Exercise brief. Among the entries below, find the lines holding "rope" and copy them.

Data in this exercise.
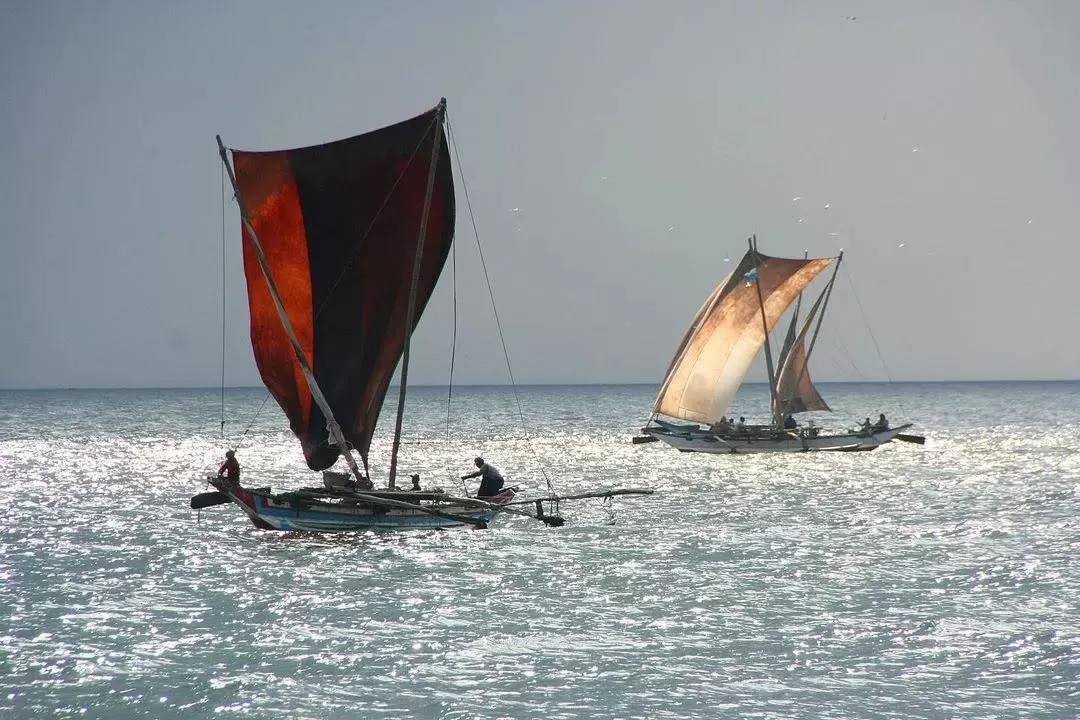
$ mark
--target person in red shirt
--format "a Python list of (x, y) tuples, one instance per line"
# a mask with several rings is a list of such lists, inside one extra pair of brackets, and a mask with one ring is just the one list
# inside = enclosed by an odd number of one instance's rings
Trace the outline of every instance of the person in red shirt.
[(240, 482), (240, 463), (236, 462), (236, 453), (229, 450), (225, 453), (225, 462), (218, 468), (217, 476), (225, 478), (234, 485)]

--

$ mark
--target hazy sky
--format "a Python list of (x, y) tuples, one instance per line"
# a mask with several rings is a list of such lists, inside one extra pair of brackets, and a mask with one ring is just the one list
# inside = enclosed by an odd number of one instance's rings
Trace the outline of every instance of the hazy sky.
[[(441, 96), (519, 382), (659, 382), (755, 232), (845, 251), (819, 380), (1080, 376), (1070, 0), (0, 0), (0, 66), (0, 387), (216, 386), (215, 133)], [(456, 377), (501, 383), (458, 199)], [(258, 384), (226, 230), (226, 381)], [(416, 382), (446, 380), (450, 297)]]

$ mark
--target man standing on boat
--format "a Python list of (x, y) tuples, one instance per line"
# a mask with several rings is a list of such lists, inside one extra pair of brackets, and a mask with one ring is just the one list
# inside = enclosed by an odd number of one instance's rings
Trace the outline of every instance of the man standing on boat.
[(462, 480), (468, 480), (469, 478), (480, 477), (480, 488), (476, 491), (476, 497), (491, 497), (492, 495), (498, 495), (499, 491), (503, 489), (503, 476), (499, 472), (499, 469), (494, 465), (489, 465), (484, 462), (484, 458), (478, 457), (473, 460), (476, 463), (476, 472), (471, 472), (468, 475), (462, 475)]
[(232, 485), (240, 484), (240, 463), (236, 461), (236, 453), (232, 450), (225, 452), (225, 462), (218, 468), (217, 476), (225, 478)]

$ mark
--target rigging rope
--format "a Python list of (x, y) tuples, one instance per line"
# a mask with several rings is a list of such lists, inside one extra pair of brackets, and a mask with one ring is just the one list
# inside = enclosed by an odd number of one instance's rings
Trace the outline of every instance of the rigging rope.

==

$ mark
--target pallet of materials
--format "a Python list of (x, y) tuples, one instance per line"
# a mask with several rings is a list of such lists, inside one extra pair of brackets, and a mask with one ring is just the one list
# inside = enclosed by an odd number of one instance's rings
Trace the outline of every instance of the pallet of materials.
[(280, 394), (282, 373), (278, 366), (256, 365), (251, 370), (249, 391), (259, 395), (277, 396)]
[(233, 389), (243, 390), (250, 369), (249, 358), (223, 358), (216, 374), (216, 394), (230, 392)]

Solution.
--target rigging rope
Trace the outline of every instance of the rigging rope.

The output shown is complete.